[Available data Boundary: Start]
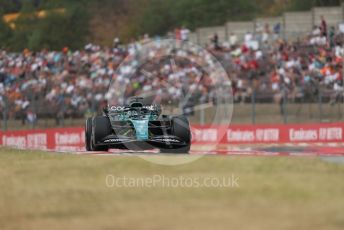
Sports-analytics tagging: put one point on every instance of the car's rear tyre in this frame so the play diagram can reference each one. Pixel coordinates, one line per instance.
(88, 134)
(101, 128)
(180, 129)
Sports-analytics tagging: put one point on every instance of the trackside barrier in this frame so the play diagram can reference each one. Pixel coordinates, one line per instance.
(73, 139)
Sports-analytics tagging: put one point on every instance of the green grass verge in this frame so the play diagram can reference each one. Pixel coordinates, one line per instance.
(41, 190)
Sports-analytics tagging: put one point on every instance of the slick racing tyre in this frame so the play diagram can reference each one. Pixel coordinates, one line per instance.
(181, 129)
(101, 129)
(88, 134)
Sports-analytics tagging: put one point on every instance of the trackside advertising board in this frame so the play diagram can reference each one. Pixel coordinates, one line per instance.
(70, 139)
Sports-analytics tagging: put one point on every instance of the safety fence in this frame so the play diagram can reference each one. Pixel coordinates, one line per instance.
(73, 139)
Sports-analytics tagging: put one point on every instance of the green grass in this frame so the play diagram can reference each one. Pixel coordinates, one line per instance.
(39, 190)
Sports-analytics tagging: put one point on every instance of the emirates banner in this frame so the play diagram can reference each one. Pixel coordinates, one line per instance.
(70, 139)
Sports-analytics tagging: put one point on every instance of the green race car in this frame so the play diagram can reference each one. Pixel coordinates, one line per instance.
(137, 127)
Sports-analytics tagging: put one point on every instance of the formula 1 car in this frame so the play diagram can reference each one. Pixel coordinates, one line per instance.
(137, 127)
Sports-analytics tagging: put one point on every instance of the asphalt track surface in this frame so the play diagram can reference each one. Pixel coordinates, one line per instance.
(335, 150)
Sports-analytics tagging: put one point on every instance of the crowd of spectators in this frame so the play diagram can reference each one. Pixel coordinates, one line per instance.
(73, 83)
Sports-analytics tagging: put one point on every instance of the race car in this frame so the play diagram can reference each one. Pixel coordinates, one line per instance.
(137, 127)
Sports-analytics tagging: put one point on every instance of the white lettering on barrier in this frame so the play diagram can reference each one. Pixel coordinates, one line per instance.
(205, 135)
(303, 135)
(331, 134)
(37, 140)
(240, 135)
(267, 135)
(68, 138)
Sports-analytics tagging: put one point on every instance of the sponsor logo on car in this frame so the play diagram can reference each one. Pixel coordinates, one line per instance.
(114, 140)
(167, 140)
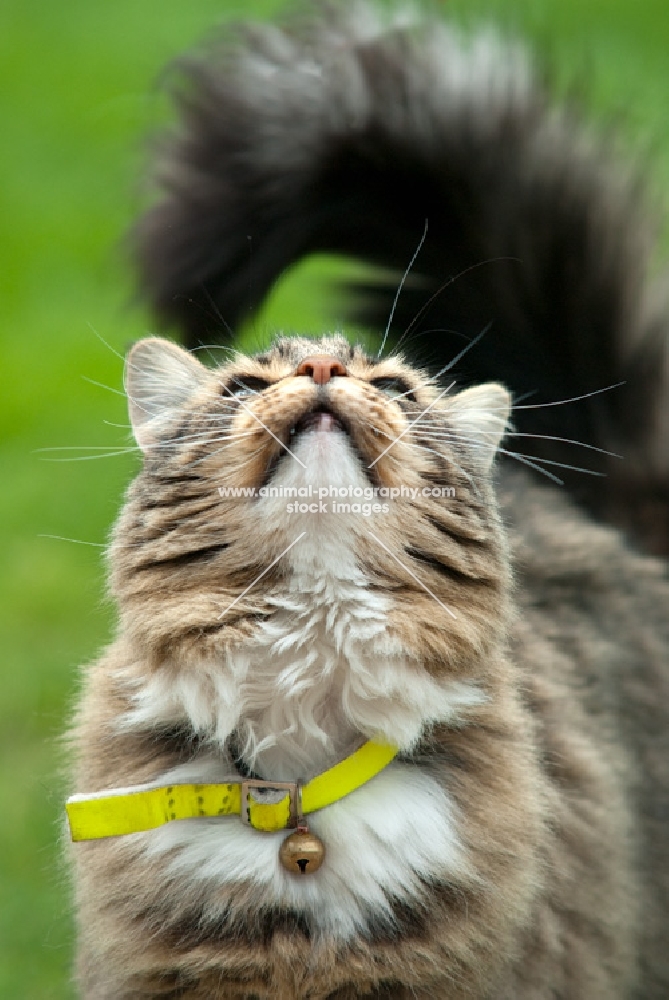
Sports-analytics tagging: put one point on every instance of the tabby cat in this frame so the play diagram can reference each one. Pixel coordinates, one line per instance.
(328, 548)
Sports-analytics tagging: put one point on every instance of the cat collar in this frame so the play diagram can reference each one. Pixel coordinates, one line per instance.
(120, 811)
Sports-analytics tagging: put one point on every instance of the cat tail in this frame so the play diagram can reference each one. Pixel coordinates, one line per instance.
(345, 132)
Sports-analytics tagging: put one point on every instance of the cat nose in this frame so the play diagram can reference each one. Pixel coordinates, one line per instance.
(321, 368)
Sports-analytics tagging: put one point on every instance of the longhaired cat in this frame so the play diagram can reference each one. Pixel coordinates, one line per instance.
(328, 549)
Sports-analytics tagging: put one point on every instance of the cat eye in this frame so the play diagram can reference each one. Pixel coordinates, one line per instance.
(394, 387)
(245, 385)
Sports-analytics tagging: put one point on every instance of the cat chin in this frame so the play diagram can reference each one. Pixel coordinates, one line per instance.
(385, 843)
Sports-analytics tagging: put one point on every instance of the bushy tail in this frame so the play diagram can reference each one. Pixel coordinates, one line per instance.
(340, 134)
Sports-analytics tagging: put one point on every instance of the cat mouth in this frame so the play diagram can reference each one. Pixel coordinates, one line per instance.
(321, 418)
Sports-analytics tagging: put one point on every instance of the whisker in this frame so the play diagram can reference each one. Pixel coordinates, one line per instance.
(399, 290)
(450, 281)
(464, 350)
(551, 437)
(76, 541)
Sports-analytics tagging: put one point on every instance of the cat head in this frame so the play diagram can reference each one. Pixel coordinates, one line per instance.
(310, 462)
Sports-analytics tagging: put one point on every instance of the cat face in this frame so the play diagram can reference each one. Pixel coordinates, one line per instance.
(315, 461)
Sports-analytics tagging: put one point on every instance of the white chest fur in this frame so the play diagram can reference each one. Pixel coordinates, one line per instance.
(324, 673)
(320, 675)
(382, 842)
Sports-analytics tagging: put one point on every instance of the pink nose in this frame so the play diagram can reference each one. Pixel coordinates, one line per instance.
(321, 368)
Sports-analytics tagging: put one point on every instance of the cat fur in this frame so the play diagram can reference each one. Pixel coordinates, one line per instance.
(517, 848)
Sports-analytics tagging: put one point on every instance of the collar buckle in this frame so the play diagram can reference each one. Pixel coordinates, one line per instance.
(293, 787)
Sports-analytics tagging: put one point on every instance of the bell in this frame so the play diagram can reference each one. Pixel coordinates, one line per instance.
(302, 852)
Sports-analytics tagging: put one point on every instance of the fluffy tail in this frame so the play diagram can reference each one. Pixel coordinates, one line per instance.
(340, 134)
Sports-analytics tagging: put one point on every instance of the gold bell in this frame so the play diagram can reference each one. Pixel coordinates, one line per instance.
(302, 852)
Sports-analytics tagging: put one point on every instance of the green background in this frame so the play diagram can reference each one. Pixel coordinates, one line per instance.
(78, 96)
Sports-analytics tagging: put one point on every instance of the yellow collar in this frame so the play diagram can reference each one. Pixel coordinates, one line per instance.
(120, 811)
[Available data Boundary: End]
Output the data above exactly. Drop every picture.

Sports-analytics tagging: put one point on every instance of the car's rear tyre in this frame so the play diagram can reference each one. Pixel coordinates, one line per instance.
(88, 134)
(101, 128)
(180, 129)
Sports-analytics tagging: put one point on every instance of the trackside barrier in this frame so the play diagram can reference each one. Pixel coordinates, one line per instance.
(73, 139)
Sports-analytics tagging: put one point on every instance of the green grass verge in this frame so the play diagram can reference each one. Pixel coordinates, one line per instance.
(41, 190)
Sports-analytics tagging: put one point on every instance of the slick racing tyre in this frame so the play diagram can reference each one. Pixel coordinates, one line per instance.
(181, 129)
(101, 129)
(88, 134)
Sports-analytics tagging: put one point on every instance of the trackside advertising board in this frame so the play diagram can reference each one. Pixel coordinates, one line per instance.
(70, 139)
Sports-analytics tagging: put one point on every instance of the safety fence in this frame so the play diagram can reference each one. Pixel coordinates, one line per instance.
(73, 139)
Sports-analytics tagging: put one point on every instance of the green grass in this frame so the play diagram can reference each one. Pixel coordinates, one line per instance.
(39, 190)
Sports-analytics tagging: put one point on every instance of the emirates banner in this frame so the play diagram can reference each one. Pixel coordinates, one line per instance.
(70, 139)
Sports-analytics tagging: put one point on every instance of the green race car in this frame so the play diagram can reference each one. Pixel coordinates, one line per instance.
(137, 127)
Sports-analytics tagging: put one point on every instance of the formula 1 car in this frame so the play diagram can reference each one. Pixel coordinates, one line per instance.
(137, 127)
Sports-analytics tagging: put one point on every instance of the asphalt track surface in this frame so the play diagram can reference each one. Pixel coordinates, one line per instance.
(335, 150)
Sports-analytics tagging: put one point on every instance of the crowd of spectators in this frame so the play diagram can reference each one. Pixel coordinates, one line per instance.
(73, 83)
Sports-analytics tagging: put one point on every instance of the race car in this frame so the play diagram can reference each one. Pixel coordinates, one line per instance.
(137, 127)
Sports-analytics tagging: put one point on every instance of the white lettering on barrier in this frame so the play diagram can reference each one. Pixel coordinates, one line per instance.
(205, 135)
(303, 135)
(331, 134)
(37, 140)
(240, 135)
(267, 135)
(68, 138)
Sports-analytics tagging: put one point on every instance of the sponsor logo on car in this frame so the play diagram can reference each one. Pixel coordinates, one line per instance.
(114, 140)
(167, 140)
Sports-analytics tagging: put one point on every instance of the tabby cat in this frame so the play diagram can reference each one. Pixel coordinates, one line per instance.
(328, 548)
Sports-analytics tagging: put one point on every instance of the cat collar in this frame so the play diagram can reference each one. Pixel coordinates, one line per instance.
(120, 811)
Sports-analytics tagging: put one point on every instance of the cat tail in this frame so the play diagram can reference each one. Pixel coordinates, one line per instance.
(345, 132)
Sports-analytics tagging: put one point on every instance of the cat nose in this frame so the play diagram can reference each one. Pixel coordinates, one line per instance.
(321, 368)
Sports-analytics tagging: put one point on every instance of the longhaired cat in this frame so the play diagram can reference each one. Pixel coordinates, one line per instance.
(328, 549)
Sports-analytics tagging: put one point on every instance of the cat eye in this frame so the play diagram can reference each one. Pixel coordinates, one line per instance.
(394, 387)
(245, 385)
Sports-analytics tagging: put one point on every instance of the cat chin in this frame so the play diagram can reference each one. Pixel coordinates, one line per instance.
(385, 843)
Sports-analytics tagging: put one point on every instance of the bushy tail in this frame so the play diagram can reference each one. Pixel coordinates, one line per instance.
(340, 134)
Sports-analytics tagging: put one point on every instance of the cat mouth in this frame so the play diagram can reference each one. Pixel coordinates, one line per instance.
(321, 418)
Sports-analytics tagging: put one point on every instance of the whisker in this frame so the play diagram can reference each one. Pixel coordinates, one line per instance.
(399, 290)
(450, 281)
(464, 350)
(551, 437)
(76, 541)
Sports-analytics tagging: put one point on every instance of the cat head in this frame so the play diagram can reference each one. Pixel coordinates, one line per instance.
(310, 462)
Sports-analytics tagging: put one point on every instance of the cat face in this frame so the play diagram can reference each one. Pixel coordinates, one line per instance.
(315, 461)
Sports-analytics tagging: put one point on every instance of the white chest fur in this frame so the play diagram can reference each one. Pixel coordinates, one line per instance.
(324, 673)
(320, 675)
(382, 842)
Sports-analytics tagging: put one point on every instance of the pink nose in this frame so the play diagram can reference each one. Pixel coordinates, one line per instance.
(321, 368)
Sports-analytics tagging: put one point on every instance of the cat fur in this frame so the play diagram can reference each one. Pixel coordinates, one line per instance.
(517, 848)
Sports-analytics tagging: put one point on every instance of the collar buckle in this frame so the play diagram can reference each one. Pixel coordinates, one line per instance.
(293, 787)
Sports-analytics tagging: put one point on every instance of the bell in this frame so the play diagram can reference each one. Pixel coordinates, one line per instance.
(302, 852)
Sports-analytics tagging: put one point on every instance of the fluffy tail in this frame so the play diagram can reference each one. Pixel coordinates, one line per instance.
(340, 134)
Sports-analytics tagging: put one point on every instance of the gold bell in this frame so the play diagram can reference each one. Pixel coordinates, one line per instance.
(302, 852)
Sports-analytics tagging: put one point on every instance of the green background in this frame so the play diagram can reference each one. Pixel coordinates, one line per instance.
(78, 96)
Sports-analytics tagging: put one point on every instance of the yellow collar in this frame so the play diagram can reference each one. Pixel coordinates, one line per instance.
(120, 811)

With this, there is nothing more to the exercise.